Short task
Update the lines from the one with "Can you see the black" to the one with "Can you see the woman's forearm?" by changing "Place a marker" to "Put a pin" and leaving everything else untouched. Give only those lines.

Data records
# # # #

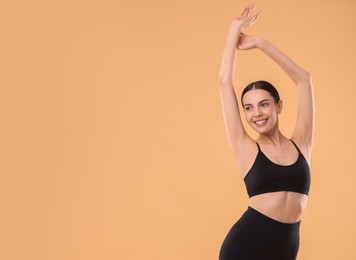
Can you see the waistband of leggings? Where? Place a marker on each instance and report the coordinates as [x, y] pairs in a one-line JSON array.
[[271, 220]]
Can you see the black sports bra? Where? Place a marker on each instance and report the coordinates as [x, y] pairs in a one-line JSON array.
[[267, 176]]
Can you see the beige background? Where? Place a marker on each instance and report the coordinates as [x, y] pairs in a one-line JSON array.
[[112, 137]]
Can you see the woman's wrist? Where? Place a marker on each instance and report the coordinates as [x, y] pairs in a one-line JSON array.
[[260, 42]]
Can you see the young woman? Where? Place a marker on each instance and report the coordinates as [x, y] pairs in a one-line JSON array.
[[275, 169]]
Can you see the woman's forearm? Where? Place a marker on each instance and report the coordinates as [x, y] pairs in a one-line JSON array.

# # # #

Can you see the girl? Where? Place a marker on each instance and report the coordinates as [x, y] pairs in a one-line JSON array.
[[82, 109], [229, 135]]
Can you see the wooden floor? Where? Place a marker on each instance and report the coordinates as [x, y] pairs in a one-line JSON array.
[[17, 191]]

# # # #

Correct answer
Can you see the black sports bra? Where? Put a pin on each instance and report the coordinates as [x, y] pairs in a one-line JSON array.
[[267, 176]]
Can you see the beige background? Where? Put a pin on each instance and report the coordinates as [x, y] pairs in a one-line JSON array.
[[112, 137]]
Can you see the woman's wrist? Where? Put a pin on each instance and report the coordinates as [x, y] pairs in a one-line JSON array.
[[260, 42]]
Can you see the young woman? Where? Put a pin on each instance and report the coordinates as [x, y] pairs in a one-line JSON array.
[[275, 169]]
Can you see the woman's forearm? Where? Put a pin on each instance and report the coordinates as [x, y] pairs in a one-line JSON array.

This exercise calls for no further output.